* [Page excerpt]
● ● ● ● ●

Don't Waste It: Guiding Generative Recommenders with Structured Human Priors via Multi-head Decoding
Yunkai Zhang, Qiang Zhang, Feng, Lin, Ruizhong Qiu, Hanchao Yu, Jason Liu, Yinglong Xia, Zhuoran Yu, Zeyu Zheng, Diji Yang
2025-11-17
Summary
This paper focuses on improving recommendation systems, not just by making them accurate, but also by making them more diverse, surprising, and tailored to individual users. It's about making sure people stay happy with recommendations over the long haul.
What's the problem?
Currently, recommendation systems often use knowledge experts have about the items being recommended – things like categories or popular times to use them – but this knowledge is added *after* the main recommendation model is built. This is a problem because newer, more powerful recommendation systems are 'end-to-end,' meaning they learn everything at once, and don't easily incorporate this valuable expert knowledge. Also, many attempts to improve diversity or personalization throw away this expert knowledge and let the system learn everything from scratch, which isn't ideal.
What's the solution?
The researchers created a new method that smoothly integrates expert knowledge directly into the training process of these advanced recommendation systems. They use small 'adapter heads' – think of them as little add-ons – that guide the system to understand what users want in a way that makes sense to humans, like whether they're looking for something for a specific activity or a long-term interest. They also figured out a way to combine different types of expert knowledge to make the recommendations even better.
Why it matters?
This work is important because it shows how to build recommendation systems that are both accurate *and* satisfying in other ways, like offering variety and personalization. It also allows these systems to take advantage of the years of experience and understanding that experts have about the items being recommended, and it helps them work better with larger amounts of data and more complex models.
Abstract
Optimizing recommender systems for objectives beyond accuracy, such as diversity, novelty, and personalization, is crucial for long-term user satisfaction. To this end, industrial practitioners have accumulated vast amounts of structured domain knowledge, which we term human priors (e.g., item taxonomies, temporal patterns). This knowledge is typically applied through post-hoc adjustments during ranking or post-ranking. However, this approach remains decoupled from the core model learning, which is particularly undesirable as the industry shifts to end-to-end generative recommendation foundation models. On the other hand, many methods targeting these beyond-accuracy objectives often require architecture-specific modifications and discard these valuable human priors by learning user intent in a fully unsupervised manner. Instead of discarding the human priors accumulated over years of practice, we introduce a backbone-agnostic framework that seamlessly integrates these human priors directly into the end-to-end training of generative recommenders. With lightweight, prior-conditioned adapter heads inspired by efficient LLM decoding strategies, our approach guides the model to disentangle user intent along human-understandable axes (e.g., interaction types, long- vs. short-term interests). We also introduce a hierarchical composition strategy for modeling complex interactions across different prior types. Extensive experiments on three large-scale datasets demonstrate that our method significantly enhances both accuracy and beyond-accuracy objectives. We also show that human priors allow the backbone model to more effectively leverage longer context lengths and larger model sizes.

● ● ● ● ●

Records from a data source

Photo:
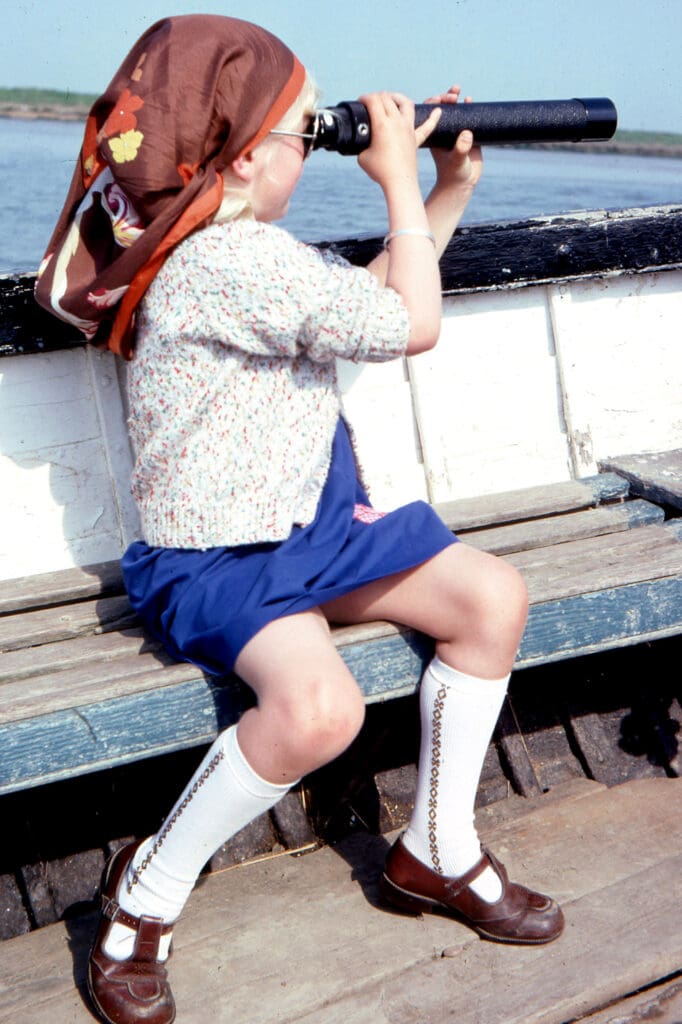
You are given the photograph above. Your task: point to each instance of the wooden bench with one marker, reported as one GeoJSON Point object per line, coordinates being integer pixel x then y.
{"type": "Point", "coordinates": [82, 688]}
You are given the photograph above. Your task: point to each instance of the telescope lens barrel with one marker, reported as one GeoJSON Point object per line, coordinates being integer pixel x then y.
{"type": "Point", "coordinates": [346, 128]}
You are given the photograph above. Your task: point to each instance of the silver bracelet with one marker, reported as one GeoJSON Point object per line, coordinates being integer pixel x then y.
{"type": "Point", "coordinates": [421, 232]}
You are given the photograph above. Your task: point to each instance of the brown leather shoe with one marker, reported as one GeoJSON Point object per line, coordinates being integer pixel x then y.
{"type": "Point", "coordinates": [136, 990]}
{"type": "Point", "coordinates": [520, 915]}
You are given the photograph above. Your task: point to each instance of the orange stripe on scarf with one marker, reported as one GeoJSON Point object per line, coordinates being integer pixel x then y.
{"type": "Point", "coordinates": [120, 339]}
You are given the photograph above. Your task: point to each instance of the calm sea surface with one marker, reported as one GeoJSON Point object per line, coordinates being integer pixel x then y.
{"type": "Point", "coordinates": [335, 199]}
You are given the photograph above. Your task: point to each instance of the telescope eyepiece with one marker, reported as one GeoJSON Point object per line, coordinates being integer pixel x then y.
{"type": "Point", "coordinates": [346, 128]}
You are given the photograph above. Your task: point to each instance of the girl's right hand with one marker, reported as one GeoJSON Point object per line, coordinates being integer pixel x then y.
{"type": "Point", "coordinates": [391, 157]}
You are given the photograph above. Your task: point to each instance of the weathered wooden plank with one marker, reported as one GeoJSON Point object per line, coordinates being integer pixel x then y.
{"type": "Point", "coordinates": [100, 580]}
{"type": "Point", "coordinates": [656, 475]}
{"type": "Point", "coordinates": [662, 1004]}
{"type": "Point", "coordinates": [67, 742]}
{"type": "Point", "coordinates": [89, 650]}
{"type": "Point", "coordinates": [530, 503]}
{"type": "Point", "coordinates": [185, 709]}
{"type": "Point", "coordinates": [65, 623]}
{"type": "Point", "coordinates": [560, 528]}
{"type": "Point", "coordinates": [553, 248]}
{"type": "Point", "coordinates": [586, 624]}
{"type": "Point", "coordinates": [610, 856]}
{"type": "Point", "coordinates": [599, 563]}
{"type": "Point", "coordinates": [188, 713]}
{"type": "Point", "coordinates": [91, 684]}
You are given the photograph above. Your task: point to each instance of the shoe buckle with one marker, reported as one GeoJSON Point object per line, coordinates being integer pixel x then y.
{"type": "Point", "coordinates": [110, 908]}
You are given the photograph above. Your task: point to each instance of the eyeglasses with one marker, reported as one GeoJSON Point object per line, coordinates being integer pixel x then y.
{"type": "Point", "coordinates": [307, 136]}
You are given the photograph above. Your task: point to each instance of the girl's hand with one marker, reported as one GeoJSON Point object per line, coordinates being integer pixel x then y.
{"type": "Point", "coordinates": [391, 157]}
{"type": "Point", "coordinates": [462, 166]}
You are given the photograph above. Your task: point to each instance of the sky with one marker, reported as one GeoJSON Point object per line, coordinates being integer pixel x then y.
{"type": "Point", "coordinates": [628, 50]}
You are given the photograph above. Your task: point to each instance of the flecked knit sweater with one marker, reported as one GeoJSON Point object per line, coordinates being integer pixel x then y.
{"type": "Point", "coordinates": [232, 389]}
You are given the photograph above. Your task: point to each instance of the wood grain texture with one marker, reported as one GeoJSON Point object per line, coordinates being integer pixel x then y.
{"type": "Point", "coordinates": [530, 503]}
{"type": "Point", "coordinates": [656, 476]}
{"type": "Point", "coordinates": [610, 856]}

● ● ● ● ●

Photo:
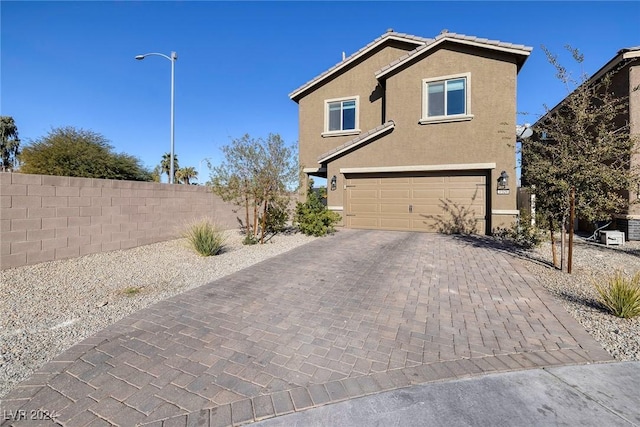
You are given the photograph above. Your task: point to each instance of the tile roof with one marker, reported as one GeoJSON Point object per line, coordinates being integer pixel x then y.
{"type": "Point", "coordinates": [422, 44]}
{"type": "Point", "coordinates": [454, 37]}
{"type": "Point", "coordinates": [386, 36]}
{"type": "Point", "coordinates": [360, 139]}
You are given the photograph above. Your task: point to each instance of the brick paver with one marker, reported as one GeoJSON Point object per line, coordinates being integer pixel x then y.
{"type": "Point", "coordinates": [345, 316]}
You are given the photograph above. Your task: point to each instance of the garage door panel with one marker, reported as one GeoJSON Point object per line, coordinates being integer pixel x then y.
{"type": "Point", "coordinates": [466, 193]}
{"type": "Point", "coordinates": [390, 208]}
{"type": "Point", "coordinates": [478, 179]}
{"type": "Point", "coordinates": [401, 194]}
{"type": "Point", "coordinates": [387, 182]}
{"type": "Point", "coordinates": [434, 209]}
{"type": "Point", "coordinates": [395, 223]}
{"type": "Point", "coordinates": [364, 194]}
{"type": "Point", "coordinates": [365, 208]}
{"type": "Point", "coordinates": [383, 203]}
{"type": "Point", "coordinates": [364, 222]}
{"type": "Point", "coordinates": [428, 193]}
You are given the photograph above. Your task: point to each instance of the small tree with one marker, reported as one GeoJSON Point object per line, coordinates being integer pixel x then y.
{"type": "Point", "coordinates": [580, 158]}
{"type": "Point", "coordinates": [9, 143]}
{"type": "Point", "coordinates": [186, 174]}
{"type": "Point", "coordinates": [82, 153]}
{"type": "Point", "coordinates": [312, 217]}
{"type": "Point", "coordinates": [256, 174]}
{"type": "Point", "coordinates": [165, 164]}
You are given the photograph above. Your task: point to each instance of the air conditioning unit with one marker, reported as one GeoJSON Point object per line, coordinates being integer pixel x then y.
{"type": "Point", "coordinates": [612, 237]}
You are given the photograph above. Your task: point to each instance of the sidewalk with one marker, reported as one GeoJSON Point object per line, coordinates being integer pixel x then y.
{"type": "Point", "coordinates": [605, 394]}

● ● ● ● ●

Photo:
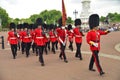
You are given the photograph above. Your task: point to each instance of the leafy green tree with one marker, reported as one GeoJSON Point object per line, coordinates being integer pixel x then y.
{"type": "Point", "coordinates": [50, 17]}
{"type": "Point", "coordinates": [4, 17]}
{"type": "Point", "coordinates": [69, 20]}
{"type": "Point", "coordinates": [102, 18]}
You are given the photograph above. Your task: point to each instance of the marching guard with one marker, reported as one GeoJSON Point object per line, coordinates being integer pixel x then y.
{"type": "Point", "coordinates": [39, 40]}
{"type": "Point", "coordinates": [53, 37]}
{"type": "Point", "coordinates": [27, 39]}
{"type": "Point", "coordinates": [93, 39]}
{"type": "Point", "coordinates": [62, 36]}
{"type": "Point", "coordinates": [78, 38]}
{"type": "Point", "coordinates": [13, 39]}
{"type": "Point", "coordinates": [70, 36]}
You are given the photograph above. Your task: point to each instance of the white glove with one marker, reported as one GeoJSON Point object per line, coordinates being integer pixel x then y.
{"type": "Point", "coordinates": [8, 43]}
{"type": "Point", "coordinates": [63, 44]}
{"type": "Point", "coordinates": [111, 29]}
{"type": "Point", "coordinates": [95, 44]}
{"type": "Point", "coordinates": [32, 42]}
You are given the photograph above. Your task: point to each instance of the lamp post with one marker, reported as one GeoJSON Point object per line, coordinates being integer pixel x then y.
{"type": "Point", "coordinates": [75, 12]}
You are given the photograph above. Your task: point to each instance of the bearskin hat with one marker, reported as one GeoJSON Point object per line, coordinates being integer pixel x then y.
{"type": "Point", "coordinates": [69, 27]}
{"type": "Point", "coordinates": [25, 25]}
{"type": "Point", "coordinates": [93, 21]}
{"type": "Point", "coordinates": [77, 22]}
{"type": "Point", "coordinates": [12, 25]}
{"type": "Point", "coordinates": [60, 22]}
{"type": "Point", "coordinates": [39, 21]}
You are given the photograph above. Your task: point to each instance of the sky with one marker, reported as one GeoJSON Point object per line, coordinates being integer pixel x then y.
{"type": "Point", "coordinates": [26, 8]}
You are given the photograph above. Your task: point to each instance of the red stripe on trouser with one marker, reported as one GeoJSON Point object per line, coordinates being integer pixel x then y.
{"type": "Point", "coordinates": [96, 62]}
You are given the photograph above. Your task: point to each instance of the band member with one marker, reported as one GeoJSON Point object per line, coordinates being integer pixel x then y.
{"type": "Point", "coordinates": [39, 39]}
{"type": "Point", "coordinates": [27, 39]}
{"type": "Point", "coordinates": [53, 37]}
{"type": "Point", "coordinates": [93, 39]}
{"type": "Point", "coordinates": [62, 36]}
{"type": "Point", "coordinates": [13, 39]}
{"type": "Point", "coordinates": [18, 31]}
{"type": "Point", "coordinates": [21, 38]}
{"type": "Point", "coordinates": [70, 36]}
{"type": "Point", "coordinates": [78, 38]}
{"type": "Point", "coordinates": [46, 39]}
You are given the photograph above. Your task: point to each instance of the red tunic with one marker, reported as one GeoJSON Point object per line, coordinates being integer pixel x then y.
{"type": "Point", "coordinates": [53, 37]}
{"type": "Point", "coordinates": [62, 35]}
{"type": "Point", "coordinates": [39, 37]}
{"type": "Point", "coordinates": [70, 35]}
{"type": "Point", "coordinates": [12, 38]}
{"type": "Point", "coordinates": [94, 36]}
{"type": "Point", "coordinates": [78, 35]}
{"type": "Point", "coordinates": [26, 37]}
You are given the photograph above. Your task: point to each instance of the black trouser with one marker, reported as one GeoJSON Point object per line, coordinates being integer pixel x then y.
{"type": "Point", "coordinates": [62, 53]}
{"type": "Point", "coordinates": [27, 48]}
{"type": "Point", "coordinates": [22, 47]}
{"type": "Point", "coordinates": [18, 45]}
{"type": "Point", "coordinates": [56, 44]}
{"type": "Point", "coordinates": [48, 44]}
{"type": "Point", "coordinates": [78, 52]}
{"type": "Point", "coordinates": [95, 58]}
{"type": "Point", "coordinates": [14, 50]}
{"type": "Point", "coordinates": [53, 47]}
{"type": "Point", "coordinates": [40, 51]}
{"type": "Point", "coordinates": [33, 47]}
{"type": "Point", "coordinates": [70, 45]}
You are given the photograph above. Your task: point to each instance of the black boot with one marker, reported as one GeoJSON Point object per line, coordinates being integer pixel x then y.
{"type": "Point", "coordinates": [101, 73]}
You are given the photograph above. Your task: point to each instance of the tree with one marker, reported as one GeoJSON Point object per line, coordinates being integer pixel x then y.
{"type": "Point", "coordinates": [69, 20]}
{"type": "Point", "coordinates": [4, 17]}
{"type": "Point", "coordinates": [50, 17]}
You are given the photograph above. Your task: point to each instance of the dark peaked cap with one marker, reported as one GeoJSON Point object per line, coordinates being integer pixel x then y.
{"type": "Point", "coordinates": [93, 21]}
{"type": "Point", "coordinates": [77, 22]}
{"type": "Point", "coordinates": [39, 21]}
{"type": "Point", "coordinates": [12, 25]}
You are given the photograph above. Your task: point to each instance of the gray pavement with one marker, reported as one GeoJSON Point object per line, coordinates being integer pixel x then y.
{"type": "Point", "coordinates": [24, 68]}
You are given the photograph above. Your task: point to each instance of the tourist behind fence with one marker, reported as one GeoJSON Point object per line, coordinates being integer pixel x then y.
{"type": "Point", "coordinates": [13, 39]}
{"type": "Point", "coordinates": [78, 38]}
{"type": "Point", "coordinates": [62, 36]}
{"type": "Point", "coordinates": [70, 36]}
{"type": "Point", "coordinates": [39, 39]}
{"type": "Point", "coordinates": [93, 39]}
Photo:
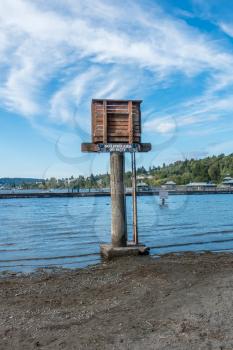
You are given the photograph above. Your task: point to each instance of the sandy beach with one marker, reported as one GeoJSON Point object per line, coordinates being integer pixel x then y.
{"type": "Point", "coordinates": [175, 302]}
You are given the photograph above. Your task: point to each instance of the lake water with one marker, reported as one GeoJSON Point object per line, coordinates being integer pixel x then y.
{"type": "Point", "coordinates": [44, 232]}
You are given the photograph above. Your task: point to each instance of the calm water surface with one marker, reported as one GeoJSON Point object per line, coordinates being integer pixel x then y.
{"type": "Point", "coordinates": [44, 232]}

● ● ● ● ●

* [Activity list]
1. Based on the page about generative recommenders, decide whether each statement agrees with it: (a) structured domain knowledge is typically applied through post-hoc adjustments; (b) the experiments were run on five large-scale datasets; (c) the adapter heads draw on efficient LLM decoding strategies. For each, answer yes or no and quote the words of the page that decide it.
2. Reproduce the part of the page about generative recommenders that opens with the words "What's the problem?" and closes with "What's the solution?", swapping "expert knowledge" for "domain knowledge" wherever it occurs.

* [Results by task]
1.
(a) Yes: "This knowledge is typically applied through post-hoc adjustments during ranking or post-ranking."
(b) No: "Extensive experiments on three large-scale datasets demonstrate that our method significantly enhances both accuracy and beyond-accuracy objectives."
(c) Yes: "With lightweight, prior-conditioned adapter heads inspired by efficient LLM decoding strategies"

2.
What's the problem?
Currently, recommendation systems often use knowledge experts have about the items being recommended – things like categories or popular times to use them – but this knowledge is added *after* the main recommendation model is built. This is a problem because newer, more powerful recommendation systems are 'end-to-end,' meaning they learn everything at once, and don't easily incorporate this valuable domain knowledge. Also, many attempts to improve diversity or personalization throw away this domain knowledge and let the system learn everything from scratch, which isn't ideal.
What's the solution?